* [Given instruction]:
Could you extend the forum thread about coral frags and moving corals, starting right after its last line?

* [Page extract]:

# Frags vs whole corrals? (also, moving corals)



## Itherrien (Mar 5, 2012)

Hey, I want to know the difference between Frags and whole corrals. Are there any downsides to frags? Will they grow larger? Any information that will be helpful, please post it!

Also I would like to know about moving corals, is it possible to remove a coral from a rock to a different part of the reed, or from one rock to another, can you do this with frags?


----------



## Noochy12 (May 27, 2011)

Frags are just smaller pieces cut from whole coral. They will grow, some faster than others, just make sure your water parameters are good and you have all the supplements you need such as calcium, alkalinity etc...

you can move corals, just make sure they are getting the lighting they need to thrive. If they are on a rock just cut the rock where its foot is and move it wherever you want. If it's in a higher flow and getting blown around then glue the rocks together.


----------



## Reefing Madness (Aug 12, 2011)

A Frag is just a piece of the mother colony, it will grow just like all other corals, based on lighting and water conditions.


----------



## whitetiger61 (Aug 2, 2011)

Itherrien said:


> Hey, I want to know the difference between Frags and whole corrals. Are there any downsides to frags? Will they grow larger? Any information that will be helpful, please post it!

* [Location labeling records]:
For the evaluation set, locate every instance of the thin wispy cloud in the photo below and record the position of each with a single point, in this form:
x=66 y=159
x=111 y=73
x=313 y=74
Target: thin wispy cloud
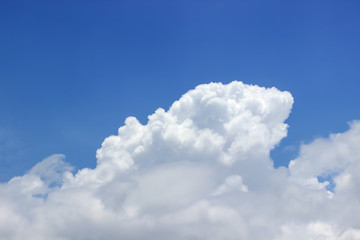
x=200 y=170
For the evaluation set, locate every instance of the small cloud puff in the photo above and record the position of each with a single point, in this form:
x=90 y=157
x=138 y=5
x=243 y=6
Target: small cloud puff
x=200 y=170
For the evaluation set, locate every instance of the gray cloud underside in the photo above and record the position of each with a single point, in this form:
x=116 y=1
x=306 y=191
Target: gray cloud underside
x=200 y=170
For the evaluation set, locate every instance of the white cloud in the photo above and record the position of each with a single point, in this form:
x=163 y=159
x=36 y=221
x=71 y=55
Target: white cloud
x=200 y=170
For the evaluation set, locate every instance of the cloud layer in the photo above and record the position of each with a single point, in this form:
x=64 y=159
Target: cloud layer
x=201 y=170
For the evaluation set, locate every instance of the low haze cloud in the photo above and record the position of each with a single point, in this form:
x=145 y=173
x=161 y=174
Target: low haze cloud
x=201 y=170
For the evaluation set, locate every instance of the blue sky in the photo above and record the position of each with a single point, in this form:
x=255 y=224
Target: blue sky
x=72 y=71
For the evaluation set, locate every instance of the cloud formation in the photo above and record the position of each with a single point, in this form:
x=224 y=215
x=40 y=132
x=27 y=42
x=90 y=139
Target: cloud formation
x=201 y=170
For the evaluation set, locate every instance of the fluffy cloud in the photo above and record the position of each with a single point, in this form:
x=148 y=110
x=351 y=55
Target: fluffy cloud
x=200 y=170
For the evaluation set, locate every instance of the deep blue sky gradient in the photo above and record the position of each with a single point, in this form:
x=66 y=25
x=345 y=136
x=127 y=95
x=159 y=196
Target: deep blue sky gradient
x=72 y=71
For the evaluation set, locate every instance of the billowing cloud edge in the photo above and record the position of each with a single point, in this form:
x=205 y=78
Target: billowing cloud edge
x=201 y=170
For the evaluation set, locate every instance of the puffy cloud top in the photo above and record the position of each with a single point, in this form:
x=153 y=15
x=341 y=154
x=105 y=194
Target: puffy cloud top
x=200 y=170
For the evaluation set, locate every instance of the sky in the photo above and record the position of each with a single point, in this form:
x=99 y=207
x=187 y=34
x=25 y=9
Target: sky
x=73 y=72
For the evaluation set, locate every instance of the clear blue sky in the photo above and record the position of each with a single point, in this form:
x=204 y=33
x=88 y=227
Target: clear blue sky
x=72 y=71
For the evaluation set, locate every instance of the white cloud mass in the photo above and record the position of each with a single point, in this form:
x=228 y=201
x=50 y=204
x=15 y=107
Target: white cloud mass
x=201 y=170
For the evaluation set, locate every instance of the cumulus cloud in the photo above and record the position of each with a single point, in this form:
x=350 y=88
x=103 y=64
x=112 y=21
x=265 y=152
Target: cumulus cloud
x=201 y=170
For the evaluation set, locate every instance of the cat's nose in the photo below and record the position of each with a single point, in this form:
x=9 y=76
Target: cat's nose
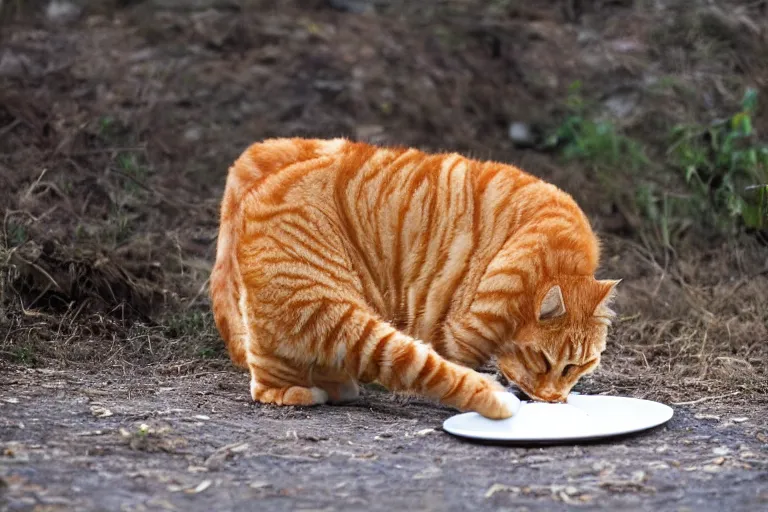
x=550 y=395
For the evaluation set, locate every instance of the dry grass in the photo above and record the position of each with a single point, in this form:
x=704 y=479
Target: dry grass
x=115 y=136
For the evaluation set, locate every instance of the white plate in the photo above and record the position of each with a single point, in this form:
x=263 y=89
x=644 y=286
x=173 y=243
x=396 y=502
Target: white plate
x=583 y=417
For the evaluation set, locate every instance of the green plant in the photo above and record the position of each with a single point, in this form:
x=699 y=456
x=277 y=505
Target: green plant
x=597 y=142
x=24 y=355
x=726 y=167
x=129 y=166
x=17 y=234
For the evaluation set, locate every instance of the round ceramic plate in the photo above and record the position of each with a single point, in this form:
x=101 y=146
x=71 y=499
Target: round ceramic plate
x=583 y=417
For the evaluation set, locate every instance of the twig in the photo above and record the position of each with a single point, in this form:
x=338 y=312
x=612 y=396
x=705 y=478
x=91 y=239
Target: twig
x=707 y=398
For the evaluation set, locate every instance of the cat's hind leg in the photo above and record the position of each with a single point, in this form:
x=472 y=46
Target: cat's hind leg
x=341 y=388
x=274 y=381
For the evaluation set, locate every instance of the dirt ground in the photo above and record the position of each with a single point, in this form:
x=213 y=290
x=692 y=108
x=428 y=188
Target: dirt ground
x=209 y=447
x=118 y=120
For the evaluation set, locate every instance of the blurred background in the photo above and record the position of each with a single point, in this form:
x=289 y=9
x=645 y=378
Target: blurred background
x=119 y=119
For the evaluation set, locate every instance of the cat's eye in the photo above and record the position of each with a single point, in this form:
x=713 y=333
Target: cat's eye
x=568 y=369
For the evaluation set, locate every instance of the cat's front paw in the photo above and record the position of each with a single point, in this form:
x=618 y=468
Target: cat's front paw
x=509 y=402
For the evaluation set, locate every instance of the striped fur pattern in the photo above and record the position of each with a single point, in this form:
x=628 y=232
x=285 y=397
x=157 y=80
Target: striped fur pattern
x=340 y=262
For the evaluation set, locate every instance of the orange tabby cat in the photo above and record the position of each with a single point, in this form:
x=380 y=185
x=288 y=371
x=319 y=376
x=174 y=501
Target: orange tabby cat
x=340 y=262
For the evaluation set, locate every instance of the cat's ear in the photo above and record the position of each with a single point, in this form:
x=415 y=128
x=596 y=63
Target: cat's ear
x=553 y=305
x=606 y=294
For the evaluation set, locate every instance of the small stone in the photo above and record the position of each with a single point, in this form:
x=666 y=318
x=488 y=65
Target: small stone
x=61 y=12
x=100 y=412
x=193 y=134
x=428 y=473
x=521 y=134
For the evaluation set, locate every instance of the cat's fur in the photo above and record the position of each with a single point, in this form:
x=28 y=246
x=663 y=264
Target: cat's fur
x=341 y=262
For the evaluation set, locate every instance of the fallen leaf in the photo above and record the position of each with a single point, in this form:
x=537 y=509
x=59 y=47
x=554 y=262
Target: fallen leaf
x=200 y=487
x=428 y=473
x=501 y=488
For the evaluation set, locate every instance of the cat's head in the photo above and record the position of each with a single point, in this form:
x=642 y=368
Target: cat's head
x=560 y=338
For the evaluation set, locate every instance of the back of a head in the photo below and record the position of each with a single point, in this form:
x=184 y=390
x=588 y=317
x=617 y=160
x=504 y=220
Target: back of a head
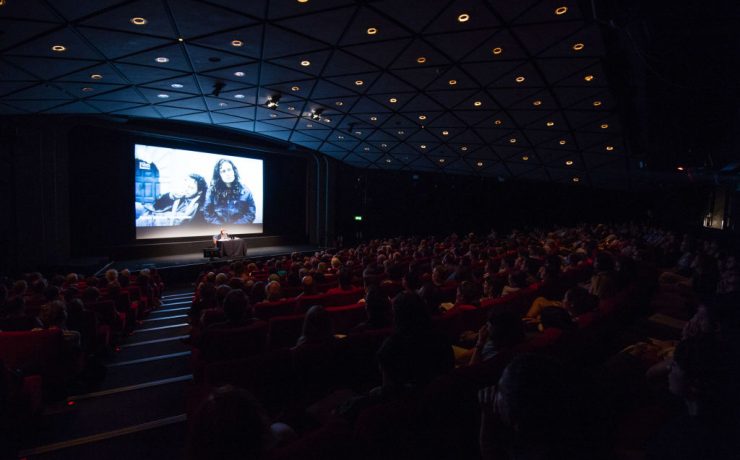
x=236 y=305
x=410 y=313
x=229 y=425
x=505 y=329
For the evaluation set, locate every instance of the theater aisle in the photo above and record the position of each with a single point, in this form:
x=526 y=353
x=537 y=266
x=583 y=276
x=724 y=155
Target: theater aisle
x=138 y=410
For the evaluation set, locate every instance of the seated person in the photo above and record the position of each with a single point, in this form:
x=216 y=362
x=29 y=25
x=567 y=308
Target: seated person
x=230 y=424
x=317 y=328
x=502 y=331
x=378 y=310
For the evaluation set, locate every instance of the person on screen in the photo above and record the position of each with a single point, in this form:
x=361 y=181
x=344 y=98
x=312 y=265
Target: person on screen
x=228 y=201
x=177 y=207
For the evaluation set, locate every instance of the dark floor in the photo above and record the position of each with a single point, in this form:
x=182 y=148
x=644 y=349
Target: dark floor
x=138 y=410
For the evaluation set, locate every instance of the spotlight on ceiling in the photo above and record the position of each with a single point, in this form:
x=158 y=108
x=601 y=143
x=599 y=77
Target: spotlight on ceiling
x=316 y=114
x=273 y=101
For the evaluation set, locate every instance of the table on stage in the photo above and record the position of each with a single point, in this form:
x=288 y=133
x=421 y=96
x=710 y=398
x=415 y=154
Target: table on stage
x=232 y=248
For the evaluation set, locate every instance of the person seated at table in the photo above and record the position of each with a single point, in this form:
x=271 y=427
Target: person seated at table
x=221 y=236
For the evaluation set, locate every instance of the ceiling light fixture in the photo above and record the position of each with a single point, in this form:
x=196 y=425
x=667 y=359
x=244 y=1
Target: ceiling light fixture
x=273 y=101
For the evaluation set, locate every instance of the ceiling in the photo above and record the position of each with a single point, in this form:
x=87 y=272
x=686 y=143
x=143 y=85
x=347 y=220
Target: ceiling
x=515 y=90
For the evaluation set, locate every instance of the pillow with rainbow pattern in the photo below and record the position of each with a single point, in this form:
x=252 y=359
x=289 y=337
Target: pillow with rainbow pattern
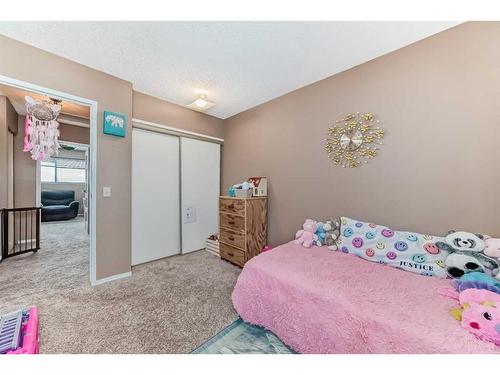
x=408 y=251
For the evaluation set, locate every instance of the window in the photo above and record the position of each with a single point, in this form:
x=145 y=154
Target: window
x=63 y=170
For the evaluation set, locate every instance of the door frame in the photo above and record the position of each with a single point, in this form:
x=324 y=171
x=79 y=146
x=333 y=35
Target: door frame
x=56 y=94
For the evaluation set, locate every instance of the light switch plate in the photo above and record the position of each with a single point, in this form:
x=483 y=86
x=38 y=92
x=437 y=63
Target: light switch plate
x=190 y=215
x=106 y=191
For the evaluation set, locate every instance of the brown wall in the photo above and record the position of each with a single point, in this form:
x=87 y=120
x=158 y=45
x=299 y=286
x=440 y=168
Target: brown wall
x=438 y=100
x=77 y=134
x=155 y=110
x=8 y=121
x=24 y=172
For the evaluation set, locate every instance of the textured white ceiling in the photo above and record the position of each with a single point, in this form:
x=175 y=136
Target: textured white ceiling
x=239 y=64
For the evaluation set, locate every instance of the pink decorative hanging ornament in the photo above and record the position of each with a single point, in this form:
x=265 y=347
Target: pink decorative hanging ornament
x=41 y=133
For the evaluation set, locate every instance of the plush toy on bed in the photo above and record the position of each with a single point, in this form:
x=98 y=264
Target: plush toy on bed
x=492 y=247
x=307 y=236
x=479 y=313
x=479 y=298
x=327 y=233
x=466 y=254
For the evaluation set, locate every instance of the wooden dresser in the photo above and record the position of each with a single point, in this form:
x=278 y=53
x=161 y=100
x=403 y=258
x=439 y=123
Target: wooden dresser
x=242 y=228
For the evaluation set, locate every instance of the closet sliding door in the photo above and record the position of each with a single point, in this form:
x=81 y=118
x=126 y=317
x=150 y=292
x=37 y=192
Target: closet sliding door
x=200 y=187
x=155 y=196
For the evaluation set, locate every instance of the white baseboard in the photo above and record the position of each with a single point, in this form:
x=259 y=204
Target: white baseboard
x=113 y=278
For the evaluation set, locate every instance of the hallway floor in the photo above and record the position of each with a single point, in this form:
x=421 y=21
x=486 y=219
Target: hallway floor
x=167 y=306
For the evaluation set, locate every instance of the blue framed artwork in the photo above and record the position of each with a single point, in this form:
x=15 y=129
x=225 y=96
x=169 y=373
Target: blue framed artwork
x=114 y=124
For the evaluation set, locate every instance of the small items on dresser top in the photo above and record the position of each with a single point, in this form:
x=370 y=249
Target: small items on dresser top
x=212 y=244
x=242 y=228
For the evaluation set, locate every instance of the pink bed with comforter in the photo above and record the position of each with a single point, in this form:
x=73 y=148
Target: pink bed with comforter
x=322 y=301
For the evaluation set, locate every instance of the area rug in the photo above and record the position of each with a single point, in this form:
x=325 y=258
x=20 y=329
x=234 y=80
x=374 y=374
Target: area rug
x=243 y=338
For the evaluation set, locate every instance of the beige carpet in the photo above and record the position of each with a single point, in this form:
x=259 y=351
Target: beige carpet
x=167 y=306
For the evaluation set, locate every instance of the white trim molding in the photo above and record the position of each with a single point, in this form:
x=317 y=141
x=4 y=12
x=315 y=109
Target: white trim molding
x=147 y=125
x=113 y=278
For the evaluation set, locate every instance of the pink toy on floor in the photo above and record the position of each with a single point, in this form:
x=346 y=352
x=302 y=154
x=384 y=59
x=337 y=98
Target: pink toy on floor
x=29 y=334
x=306 y=236
x=478 y=312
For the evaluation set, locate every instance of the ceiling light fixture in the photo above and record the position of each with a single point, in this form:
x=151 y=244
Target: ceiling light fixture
x=201 y=104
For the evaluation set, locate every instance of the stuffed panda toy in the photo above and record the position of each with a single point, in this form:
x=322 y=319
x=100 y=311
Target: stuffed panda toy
x=466 y=255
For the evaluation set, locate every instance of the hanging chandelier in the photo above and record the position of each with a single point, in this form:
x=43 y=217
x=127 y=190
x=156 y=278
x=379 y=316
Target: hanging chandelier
x=41 y=133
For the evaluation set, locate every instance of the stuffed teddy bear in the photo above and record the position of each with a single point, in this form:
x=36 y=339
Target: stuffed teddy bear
x=307 y=236
x=466 y=254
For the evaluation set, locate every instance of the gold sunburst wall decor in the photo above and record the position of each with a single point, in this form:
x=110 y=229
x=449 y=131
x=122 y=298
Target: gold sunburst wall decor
x=353 y=140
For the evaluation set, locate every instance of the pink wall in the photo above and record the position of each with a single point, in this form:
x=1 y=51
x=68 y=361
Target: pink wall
x=438 y=100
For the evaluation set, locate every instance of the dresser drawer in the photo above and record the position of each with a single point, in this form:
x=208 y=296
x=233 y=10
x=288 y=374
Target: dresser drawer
x=232 y=222
x=232 y=254
x=232 y=237
x=232 y=206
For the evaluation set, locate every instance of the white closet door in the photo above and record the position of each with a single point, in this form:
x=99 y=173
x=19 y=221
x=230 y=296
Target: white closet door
x=155 y=196
x=200 y=174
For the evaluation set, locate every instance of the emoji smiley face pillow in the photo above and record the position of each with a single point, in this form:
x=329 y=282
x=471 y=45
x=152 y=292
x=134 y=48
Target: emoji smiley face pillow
x=408 y=251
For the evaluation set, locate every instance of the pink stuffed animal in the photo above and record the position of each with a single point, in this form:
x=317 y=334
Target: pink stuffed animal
x=479 y=313
x=307 y=237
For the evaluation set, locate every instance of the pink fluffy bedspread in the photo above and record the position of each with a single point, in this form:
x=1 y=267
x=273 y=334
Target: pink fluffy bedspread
x=321 y=301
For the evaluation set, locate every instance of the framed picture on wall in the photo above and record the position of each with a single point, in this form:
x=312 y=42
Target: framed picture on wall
x=114 y=124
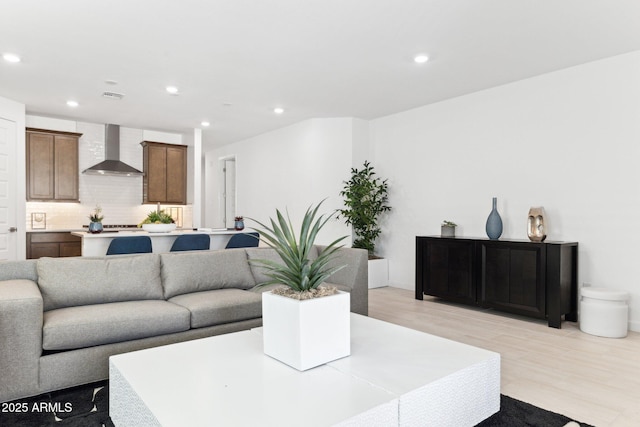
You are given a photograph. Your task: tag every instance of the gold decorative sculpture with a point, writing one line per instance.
(536, 228)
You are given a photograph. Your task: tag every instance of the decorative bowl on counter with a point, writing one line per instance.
(159, 228)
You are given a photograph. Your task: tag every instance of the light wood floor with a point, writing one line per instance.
(590, 379)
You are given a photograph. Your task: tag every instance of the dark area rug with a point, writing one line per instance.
(88, 406)
(514, 413)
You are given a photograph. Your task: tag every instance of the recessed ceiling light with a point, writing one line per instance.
(11, 57)
(420, 58)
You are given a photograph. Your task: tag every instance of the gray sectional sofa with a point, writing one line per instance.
(61, 318)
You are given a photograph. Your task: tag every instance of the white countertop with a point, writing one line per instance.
(177, 232)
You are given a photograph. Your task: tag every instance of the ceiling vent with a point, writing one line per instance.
(113, 95)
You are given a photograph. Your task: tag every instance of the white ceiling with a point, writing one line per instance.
(315, 58)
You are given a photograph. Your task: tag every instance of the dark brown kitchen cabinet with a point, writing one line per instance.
(165, 173)
(52, 165)
(522, 277)
(53, 244)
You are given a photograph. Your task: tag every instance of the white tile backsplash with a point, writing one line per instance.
(119, 197)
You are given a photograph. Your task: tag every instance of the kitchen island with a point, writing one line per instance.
(97, 244)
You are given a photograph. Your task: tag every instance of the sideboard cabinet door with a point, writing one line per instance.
(448, 269)
(512, 277)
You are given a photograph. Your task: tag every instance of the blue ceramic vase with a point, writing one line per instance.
(494, 222)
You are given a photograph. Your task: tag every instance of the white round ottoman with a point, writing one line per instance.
(604, 312)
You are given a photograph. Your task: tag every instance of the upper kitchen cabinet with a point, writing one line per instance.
(165, 173)
(52, 165)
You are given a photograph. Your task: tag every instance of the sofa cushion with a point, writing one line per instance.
(68, 282)
(258, 270)
(25, 269)
(91, 325)
(220, 306)
(184, 273)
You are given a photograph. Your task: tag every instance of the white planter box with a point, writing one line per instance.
(308, 333)
(378, 273)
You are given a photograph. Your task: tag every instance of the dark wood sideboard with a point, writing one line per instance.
(516, 276)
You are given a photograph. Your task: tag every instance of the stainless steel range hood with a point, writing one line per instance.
(112, 164)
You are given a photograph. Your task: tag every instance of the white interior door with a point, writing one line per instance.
(8, 235)
(230, 192)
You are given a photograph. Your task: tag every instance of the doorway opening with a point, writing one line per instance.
(228, 191)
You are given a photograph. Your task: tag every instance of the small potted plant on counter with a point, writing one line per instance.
(95, 218)
(448, 229)
(158, 222)
(238, 223)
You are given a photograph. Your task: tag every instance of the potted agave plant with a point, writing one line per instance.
(305, 322)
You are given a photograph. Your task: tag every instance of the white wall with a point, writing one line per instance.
(293, 168)
(568, 141)
(15, 112)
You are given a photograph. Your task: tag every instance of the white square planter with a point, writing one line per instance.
(308, 333)
(378, 273)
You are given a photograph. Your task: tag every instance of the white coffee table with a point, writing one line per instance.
(394, 376)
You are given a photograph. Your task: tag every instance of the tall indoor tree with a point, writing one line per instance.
(365, 199)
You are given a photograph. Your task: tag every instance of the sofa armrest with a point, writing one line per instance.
(20, 338)
(354, 277)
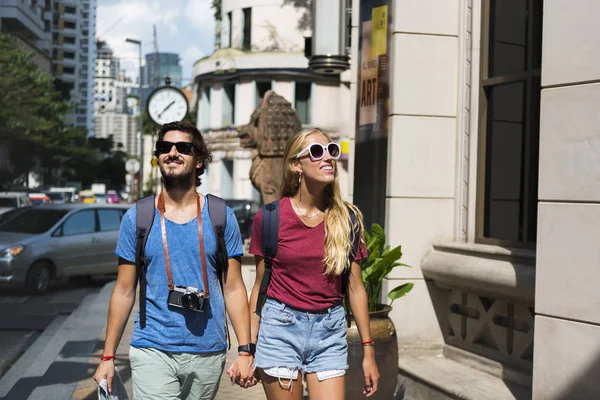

* [Task output]:
> 
> Also I would like to know about moving corals, is it possible to remove a coral from a rock to a different part of the reed, or from one rock to another, can you do this with frags?


as stated frag are just smaller pieces off the mother colony..freshly cut fargs after they heal will grow just as fast or faster than the mother colony..generally people cut frags to
1) sell them...or
2) place in a different part of the tank
3) if there is die off on the colony people will try and cut to save part of the colony

starting out a tank i use frags and not whole colonies..i like to carefully place my frags and then watch my reef grow, after all thats the fun of it for me is watching it grow..as far as moving them..depends on the coral..nem's are going to go where they want to go..your not going to stop them, zoanthids you can cut the mat and re glue the mat to a different rock, generally its better just to move the entire rock they are on.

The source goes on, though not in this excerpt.